*TASK PROMPT:* Please give nothing except the number of lines in the records below that include the word "yellow".

*EXTRACTED RECORDS:*
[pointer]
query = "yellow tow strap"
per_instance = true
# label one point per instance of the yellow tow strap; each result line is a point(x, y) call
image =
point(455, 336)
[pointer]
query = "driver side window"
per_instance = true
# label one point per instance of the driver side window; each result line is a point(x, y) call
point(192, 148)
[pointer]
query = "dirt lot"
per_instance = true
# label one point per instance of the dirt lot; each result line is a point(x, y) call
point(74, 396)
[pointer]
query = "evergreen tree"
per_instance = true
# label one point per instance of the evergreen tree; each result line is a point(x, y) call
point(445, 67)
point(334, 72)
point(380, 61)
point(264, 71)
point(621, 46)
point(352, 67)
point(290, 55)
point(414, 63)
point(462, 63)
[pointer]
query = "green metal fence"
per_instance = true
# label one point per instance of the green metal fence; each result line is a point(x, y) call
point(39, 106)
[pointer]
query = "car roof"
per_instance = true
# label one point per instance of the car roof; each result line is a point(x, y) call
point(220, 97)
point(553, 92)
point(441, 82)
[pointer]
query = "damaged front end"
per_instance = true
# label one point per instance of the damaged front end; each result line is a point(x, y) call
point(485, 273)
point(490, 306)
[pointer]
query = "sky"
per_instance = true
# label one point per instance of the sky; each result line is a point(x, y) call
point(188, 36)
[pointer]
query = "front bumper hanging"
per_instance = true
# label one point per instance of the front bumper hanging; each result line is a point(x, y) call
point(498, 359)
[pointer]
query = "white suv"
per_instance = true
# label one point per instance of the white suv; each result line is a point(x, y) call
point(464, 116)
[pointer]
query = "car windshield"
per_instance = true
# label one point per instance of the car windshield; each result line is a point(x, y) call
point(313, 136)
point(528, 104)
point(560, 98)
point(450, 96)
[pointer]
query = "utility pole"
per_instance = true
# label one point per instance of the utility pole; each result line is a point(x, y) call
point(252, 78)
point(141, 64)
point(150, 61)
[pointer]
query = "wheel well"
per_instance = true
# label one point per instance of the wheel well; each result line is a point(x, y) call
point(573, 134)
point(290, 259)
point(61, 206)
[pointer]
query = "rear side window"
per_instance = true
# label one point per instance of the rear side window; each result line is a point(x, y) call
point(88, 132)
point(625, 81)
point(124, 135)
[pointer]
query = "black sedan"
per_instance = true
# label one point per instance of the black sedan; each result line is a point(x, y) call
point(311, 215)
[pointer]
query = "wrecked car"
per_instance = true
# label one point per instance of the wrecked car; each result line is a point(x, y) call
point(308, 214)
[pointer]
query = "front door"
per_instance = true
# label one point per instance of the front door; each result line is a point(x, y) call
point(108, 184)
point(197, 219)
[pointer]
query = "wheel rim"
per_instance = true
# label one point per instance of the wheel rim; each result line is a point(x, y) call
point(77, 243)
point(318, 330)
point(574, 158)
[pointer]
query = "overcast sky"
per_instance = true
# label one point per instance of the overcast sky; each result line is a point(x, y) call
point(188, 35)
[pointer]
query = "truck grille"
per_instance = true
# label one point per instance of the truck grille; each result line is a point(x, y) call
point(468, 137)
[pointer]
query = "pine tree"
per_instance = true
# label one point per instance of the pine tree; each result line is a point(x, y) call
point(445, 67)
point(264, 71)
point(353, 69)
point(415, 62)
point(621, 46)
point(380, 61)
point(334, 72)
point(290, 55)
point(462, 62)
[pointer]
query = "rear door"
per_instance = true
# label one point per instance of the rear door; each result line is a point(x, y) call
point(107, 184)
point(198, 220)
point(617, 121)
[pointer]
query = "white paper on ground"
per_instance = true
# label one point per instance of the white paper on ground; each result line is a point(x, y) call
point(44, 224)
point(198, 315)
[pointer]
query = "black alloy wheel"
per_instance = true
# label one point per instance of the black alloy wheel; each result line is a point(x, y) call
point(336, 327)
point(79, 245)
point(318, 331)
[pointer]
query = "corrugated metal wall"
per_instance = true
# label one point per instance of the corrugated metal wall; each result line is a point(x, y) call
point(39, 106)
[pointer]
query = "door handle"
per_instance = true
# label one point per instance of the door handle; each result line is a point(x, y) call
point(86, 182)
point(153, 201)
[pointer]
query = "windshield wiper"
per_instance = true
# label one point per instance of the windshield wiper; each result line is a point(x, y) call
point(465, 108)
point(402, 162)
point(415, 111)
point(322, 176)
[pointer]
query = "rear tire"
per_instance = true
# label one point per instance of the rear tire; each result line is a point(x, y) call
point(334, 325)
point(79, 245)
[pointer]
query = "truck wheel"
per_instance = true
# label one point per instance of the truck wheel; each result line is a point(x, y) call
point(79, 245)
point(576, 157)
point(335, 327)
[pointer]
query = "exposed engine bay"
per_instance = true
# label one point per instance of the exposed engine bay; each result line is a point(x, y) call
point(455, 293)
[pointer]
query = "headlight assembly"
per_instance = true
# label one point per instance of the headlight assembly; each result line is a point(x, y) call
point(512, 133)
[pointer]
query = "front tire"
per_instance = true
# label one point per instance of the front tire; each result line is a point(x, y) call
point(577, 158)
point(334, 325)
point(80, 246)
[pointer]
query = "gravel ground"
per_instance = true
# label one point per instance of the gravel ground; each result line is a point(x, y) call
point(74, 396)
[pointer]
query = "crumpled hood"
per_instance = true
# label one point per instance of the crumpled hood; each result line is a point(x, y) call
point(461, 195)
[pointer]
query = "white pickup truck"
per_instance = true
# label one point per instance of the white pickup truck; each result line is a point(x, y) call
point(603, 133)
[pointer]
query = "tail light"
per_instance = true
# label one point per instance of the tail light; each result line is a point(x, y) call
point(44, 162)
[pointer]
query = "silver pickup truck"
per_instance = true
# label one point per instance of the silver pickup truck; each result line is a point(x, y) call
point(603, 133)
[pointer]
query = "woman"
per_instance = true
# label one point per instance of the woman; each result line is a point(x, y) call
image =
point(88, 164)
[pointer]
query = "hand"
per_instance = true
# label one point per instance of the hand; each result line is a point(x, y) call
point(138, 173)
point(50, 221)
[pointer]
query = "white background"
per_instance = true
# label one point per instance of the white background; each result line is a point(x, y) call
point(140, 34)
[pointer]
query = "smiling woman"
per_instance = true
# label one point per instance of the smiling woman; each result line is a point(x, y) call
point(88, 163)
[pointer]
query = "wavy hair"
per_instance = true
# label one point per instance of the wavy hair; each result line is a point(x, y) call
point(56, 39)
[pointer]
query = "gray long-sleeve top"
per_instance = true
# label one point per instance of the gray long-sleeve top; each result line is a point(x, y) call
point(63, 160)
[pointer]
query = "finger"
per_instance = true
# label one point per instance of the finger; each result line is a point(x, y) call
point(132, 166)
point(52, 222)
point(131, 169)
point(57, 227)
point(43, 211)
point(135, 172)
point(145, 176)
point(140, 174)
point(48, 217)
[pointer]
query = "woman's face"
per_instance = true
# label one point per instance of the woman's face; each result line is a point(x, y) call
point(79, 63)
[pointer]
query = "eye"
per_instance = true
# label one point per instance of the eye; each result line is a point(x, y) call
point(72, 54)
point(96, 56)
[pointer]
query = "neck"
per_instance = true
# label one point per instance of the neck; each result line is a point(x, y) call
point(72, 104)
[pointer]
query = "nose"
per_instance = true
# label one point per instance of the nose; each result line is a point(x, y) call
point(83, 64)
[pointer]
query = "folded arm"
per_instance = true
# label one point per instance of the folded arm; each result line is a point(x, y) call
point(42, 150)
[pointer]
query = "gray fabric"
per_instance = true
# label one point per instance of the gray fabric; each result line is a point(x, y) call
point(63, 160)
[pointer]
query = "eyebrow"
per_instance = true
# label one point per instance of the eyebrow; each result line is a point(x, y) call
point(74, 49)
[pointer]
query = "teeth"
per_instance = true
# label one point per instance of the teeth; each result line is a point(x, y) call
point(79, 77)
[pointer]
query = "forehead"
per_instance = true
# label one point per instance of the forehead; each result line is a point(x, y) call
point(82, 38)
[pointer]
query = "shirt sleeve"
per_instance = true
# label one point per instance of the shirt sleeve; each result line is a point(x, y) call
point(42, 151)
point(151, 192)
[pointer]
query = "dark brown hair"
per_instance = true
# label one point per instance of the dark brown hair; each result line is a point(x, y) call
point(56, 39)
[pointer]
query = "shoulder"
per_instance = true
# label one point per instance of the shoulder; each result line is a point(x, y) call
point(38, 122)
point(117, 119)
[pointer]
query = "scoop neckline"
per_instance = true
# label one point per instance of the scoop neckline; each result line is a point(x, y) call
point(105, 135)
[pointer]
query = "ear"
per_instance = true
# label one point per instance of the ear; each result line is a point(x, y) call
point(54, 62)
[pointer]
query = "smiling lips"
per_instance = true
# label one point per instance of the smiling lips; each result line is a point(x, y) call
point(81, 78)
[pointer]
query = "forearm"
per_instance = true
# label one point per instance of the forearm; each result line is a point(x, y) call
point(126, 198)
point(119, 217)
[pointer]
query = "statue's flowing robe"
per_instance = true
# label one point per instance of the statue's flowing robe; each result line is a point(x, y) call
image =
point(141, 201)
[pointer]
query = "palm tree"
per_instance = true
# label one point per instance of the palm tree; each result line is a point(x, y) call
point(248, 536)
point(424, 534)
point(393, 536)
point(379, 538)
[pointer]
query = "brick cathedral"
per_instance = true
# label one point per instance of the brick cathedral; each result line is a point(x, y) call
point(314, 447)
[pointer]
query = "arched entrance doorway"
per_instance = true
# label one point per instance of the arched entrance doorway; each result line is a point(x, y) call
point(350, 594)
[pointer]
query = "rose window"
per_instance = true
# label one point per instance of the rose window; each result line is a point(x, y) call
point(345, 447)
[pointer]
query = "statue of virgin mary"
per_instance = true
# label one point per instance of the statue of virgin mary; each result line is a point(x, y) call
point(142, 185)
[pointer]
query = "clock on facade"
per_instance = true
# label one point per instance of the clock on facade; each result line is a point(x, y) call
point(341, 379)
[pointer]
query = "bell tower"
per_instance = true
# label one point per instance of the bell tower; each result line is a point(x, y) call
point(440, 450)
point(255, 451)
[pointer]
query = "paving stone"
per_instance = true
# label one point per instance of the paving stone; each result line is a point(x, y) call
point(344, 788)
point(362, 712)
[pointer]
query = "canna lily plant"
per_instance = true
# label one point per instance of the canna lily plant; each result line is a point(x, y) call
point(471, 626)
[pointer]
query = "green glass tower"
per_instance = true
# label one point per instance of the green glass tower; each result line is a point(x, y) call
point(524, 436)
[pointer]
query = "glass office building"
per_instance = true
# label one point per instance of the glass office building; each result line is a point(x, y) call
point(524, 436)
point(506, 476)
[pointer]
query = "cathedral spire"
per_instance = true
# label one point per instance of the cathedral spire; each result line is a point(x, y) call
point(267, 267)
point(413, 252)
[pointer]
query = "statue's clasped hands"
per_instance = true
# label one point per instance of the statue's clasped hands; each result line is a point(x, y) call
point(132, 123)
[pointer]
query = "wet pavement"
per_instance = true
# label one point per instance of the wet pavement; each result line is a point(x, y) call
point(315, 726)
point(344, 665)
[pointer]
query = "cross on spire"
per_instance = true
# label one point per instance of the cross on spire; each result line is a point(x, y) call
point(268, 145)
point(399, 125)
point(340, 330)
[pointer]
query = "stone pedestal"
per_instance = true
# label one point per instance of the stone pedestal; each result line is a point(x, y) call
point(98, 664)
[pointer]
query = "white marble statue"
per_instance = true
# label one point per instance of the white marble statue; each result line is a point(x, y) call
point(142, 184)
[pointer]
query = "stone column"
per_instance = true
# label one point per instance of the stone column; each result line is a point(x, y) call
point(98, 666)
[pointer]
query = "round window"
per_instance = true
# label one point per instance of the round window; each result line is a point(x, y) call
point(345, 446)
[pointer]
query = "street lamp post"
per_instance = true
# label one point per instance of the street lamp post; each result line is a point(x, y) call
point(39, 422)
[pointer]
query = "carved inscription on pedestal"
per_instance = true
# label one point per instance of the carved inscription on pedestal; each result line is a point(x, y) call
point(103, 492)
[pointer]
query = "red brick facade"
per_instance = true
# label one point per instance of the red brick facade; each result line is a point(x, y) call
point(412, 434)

*RESULT FOR THIS EXERCISE:* 2